読む文章 ::
例えば、この押下ヘッド1を装着する吐出器としては、例えばシリンダやピストンを有するポンプやエアゾール式の吐出器等、その形態は適宜選択しても良い。
【0049】
また、前記実施形態では、ヘッド本体5を押下する過程で、移動部材23の後端縁がヘッド本体5の周壁部3の内周面に当接するまでヘッド本体5を押下すると梃子部材28の揺動が規制されるものとしたが、梃子部材28の揺動の規制方法はこれに限られない。例えば、前記内周面と梃子部材28の第1平板部29の上端部とが当接することで規制しても良く、ヘッド本体5のシリンダ11の上下方向に沿った長さを調節してこのシリンダ11の下端が装着筒部材9の天壁部7の上面に当接することで規制しても良く、また、前述した各方法を組み合わせて規制しても良い。
【0050】
また、前記実施形態では、移動機構26は、コイルスプリング27と梃子部材28とを備えるものとしたが、これに限られるものではない。
また、前記実施形態では、移動部材23及び栓体20をいずれも棒状としたが、これらに限られるものではない。例えば、栓体20が球状であっても良い。
【0051】
また、前記実施形態では、栓体20及び移動部材23には第1傾斜面20a及び第2傾斜面23aがそれぞれ形成され、移動機構26により移動部材23が後方或いは前方に向けて移動させられるときに両傾斜面20a、23aが当接するものとしたが、これに限られるものではない。例えば、栓体20及び移動部材23のいずれか一方にのみ傾斜面が形成され、移動機構26による移動部材23による移動時に前記傾斜面が栓体20及び移動部材23のいずれか他方に当接するものとしても良い。更に、当接する面は凸曲面や凹曲面等であっても良い。

課題 1 ::
押下ヘッドについての文章によると、前記実施形態では移動部材23と栓体20はどんな形とされていましたか。
課題 2 ::
押下ヘッドについての文章を、三文にまとめてください。
課題 3 ::
押下ヘッドについての文章を、最後の文のあとから書き進めてください。

データの抜粋 ::
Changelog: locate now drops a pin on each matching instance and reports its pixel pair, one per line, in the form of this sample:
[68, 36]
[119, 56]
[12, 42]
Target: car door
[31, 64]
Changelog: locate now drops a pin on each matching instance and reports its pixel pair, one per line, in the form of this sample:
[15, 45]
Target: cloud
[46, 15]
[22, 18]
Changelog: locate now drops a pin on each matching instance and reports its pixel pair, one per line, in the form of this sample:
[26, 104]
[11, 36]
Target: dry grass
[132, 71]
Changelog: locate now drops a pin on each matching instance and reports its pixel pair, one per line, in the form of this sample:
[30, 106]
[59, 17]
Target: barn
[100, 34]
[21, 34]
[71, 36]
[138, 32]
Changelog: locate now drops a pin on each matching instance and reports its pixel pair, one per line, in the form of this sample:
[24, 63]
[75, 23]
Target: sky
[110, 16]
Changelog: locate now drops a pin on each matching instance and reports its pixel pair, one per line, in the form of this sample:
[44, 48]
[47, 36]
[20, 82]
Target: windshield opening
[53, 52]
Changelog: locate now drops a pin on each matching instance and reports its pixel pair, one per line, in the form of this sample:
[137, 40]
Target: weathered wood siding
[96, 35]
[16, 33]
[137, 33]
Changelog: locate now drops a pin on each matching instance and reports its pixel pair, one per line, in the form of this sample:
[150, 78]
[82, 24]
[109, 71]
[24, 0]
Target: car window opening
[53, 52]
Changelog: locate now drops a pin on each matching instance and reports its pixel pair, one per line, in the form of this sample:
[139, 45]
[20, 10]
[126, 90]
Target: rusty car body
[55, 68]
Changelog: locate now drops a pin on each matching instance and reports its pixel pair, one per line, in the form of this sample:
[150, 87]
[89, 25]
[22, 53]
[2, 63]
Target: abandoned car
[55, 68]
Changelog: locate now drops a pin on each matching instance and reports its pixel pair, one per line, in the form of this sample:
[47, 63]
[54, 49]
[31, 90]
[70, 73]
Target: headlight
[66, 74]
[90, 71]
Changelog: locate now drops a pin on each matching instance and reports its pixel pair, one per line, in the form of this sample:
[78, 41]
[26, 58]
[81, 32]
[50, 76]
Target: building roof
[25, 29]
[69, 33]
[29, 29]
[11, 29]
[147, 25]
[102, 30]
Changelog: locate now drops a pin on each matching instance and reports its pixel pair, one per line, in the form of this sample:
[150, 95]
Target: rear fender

書いた答え 1 ::
どちらも棒状とされていました。

書いた答え 2 ::
押下ヘッド1を付ける吐出器は、シリンダやピストンを有するポンプやエアゾール式など、形を適宜選んでよいとされている。梃子部材28の揺動を規制する方法は、周壁部3の内周面と第1平板部29の上端部を当てる方法や、シリンダ11の下端を天壁部7の上面に当てる方法、それらの組み合わせでもよいとされている。移動機構26の構成や移動部材23と栓体20の形、傾斜面の作り方も前記実施形態のものに限られず、栓体20は球状でもよく、傾斜面は片方だけでもよく、当接する面は凸曲面や凹曲面でもよいとされている。

書いた答え 3 ::
【0052】
また、前記実施形態では、ノズル部4と、頂壁部2及び周壁部3とが別部材で構成されるものとしたが、同一部材で一体に構成されていても良い。
また、前記実施形態では、装着筒部材9に案内筒13が備えられているものとしたが、案内筒13は無くても良い。また、案内筒13の形態は前記実施形態に示したものに限られず、例えば天壁部7の外周縁部から上方に延設された案内筒としても良い。
【0053】
その他、本発明の趣旨に逸脱しない範囲で、前記実施形態における構成要素を周知の構成要素に置き換えることは適宜可能であり、また、上記した変形例を適宜組み合わせてもよい。
【図面の簡単な説明】
【0054】
【図1】本発明に係る押下ヘッドの一実施形態を示す縦断面図である。
【図2】図1に示す押下ヘッドのヘッド本体を押下した状態を示す図である。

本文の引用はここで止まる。